» WORK REQUIRED:
Return, unchanged, the part of the items below that opens with the line containing "out the pedestrian" and continues through the end of the items.

» DATA PROVIDED:
*****

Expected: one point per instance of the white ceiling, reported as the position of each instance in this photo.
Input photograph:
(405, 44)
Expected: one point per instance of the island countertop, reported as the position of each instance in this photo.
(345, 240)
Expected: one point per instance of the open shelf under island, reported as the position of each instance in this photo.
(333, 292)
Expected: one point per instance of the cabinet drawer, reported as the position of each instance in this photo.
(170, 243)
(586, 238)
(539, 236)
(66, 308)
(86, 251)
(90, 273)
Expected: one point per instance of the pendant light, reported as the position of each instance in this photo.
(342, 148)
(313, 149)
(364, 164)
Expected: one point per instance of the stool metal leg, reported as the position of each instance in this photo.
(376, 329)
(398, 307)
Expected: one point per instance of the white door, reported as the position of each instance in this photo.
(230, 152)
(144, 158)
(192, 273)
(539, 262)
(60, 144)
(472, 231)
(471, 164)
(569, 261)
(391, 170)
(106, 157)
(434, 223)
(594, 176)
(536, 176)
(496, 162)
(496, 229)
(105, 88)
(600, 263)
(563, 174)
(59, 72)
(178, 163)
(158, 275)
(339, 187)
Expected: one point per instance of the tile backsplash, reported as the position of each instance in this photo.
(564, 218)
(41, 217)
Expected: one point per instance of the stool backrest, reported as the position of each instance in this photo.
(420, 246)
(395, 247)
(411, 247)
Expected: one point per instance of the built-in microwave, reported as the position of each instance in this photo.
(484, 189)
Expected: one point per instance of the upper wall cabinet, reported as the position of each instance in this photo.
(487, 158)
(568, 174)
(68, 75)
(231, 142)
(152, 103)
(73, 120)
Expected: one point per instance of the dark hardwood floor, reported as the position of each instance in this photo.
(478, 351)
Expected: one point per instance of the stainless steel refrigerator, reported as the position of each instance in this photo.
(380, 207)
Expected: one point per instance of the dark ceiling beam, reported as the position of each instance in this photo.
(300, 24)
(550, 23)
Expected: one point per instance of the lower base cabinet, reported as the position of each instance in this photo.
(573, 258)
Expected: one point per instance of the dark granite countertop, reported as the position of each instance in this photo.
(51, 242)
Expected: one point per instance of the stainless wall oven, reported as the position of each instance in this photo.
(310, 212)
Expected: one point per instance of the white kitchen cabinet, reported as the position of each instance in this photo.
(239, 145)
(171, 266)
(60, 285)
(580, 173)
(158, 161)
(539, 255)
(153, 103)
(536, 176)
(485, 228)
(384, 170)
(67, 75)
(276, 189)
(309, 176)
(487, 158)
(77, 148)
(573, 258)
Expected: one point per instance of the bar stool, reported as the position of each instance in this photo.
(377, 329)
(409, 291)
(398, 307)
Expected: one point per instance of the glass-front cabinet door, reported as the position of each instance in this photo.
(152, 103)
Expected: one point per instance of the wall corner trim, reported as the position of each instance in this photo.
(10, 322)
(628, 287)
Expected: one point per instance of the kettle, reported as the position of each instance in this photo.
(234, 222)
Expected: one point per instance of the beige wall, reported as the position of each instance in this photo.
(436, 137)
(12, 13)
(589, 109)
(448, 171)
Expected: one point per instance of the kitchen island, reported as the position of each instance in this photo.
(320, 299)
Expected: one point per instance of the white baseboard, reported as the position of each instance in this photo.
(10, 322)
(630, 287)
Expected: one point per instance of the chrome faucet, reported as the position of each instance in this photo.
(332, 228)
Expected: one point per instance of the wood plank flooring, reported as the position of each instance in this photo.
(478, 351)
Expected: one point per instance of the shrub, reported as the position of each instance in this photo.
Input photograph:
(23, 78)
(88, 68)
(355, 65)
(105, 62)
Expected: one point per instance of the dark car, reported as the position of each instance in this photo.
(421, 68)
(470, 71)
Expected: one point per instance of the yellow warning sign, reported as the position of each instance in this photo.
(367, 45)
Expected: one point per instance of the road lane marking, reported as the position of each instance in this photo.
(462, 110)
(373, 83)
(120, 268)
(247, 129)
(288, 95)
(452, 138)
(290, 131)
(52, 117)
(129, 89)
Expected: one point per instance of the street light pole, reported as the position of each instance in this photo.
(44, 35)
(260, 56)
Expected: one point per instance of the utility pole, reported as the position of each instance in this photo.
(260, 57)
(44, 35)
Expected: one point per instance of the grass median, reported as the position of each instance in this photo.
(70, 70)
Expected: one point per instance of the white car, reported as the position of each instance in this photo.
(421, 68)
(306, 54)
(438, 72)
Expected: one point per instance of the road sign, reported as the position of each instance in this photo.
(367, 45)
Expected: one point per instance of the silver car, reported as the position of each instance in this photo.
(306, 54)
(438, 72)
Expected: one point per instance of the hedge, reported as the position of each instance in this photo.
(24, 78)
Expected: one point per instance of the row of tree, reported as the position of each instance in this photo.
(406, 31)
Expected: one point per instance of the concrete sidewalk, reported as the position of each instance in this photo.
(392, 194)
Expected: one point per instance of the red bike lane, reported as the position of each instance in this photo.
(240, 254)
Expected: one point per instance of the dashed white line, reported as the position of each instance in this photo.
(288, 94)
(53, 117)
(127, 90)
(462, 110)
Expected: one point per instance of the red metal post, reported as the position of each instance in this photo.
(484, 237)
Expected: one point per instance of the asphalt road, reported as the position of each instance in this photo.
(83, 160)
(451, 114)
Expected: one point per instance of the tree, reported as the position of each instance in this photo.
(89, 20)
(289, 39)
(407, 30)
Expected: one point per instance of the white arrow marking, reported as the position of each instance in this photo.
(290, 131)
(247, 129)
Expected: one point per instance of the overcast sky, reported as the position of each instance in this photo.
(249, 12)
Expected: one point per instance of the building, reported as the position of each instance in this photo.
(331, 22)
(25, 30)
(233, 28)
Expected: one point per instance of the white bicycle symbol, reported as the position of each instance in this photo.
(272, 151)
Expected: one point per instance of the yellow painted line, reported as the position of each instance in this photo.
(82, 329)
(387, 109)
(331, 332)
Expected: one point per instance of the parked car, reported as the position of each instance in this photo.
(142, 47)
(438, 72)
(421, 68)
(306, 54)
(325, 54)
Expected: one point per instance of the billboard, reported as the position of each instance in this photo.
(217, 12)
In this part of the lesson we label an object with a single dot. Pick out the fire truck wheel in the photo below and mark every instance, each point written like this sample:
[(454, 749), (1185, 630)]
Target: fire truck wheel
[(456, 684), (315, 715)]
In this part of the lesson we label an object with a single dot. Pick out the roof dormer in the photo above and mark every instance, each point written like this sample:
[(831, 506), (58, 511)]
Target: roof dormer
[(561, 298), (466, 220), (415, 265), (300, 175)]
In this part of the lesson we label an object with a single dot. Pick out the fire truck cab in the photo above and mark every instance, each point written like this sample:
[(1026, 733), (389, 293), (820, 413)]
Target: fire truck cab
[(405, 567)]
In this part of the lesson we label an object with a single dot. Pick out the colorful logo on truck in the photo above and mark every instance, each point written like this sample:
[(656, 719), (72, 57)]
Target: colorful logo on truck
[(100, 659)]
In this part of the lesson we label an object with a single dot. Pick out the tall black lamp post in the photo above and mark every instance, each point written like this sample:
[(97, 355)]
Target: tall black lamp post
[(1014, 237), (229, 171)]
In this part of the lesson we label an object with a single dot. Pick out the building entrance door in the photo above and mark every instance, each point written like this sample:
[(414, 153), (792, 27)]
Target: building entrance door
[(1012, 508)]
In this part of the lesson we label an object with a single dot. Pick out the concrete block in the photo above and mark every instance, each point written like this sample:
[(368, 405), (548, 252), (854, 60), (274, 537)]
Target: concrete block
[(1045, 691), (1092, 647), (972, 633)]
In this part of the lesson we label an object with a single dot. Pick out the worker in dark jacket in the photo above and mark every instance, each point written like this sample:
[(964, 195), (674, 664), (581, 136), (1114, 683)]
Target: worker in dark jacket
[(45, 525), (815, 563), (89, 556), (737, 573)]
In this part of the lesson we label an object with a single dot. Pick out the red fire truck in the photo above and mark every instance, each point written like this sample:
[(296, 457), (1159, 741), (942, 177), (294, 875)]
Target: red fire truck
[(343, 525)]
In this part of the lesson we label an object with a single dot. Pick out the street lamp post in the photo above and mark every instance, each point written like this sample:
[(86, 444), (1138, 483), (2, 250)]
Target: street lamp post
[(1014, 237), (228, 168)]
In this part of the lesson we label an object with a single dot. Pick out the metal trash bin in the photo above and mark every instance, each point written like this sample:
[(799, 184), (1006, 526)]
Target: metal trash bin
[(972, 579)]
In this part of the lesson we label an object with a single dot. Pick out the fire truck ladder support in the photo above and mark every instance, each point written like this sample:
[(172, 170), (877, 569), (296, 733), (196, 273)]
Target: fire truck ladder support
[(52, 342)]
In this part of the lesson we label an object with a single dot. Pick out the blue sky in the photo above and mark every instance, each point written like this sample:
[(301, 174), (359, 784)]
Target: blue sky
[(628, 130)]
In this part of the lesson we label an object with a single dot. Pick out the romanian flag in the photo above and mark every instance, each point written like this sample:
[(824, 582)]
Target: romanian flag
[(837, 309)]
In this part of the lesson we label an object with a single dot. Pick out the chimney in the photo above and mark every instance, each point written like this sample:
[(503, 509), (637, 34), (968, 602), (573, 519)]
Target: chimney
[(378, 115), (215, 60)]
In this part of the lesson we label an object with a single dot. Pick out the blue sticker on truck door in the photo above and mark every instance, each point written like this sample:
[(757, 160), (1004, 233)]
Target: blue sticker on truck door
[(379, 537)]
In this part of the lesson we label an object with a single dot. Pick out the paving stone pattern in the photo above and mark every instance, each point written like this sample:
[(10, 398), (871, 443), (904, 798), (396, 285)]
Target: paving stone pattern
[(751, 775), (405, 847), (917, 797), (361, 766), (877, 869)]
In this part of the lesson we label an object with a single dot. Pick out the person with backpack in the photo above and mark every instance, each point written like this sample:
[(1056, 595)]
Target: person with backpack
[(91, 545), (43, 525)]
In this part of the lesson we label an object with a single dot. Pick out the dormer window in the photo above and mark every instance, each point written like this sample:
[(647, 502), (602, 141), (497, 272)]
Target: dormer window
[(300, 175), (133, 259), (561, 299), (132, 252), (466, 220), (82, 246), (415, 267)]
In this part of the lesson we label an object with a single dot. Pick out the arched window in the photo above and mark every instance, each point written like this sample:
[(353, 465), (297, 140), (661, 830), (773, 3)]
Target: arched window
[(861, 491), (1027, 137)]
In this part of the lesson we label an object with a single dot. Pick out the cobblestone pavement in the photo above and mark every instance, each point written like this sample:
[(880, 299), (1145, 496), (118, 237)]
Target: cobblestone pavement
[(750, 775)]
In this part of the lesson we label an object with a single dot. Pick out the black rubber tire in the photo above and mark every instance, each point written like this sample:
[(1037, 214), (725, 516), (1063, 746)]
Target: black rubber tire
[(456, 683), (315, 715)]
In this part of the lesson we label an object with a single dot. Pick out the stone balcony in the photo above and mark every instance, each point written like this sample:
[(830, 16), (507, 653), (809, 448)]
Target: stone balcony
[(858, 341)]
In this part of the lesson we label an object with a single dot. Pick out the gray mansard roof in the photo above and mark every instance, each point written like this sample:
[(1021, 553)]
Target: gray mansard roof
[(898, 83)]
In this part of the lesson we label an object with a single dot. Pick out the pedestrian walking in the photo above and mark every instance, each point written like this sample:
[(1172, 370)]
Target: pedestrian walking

*****

» COMPLETE ANSWER:
In this part of the lesson we label an object with a single dot. Pick out the pedestrian walking in the photo above and mark every instance, each point written like this sample:
[(1172, 370)]
Target: pedestrian walking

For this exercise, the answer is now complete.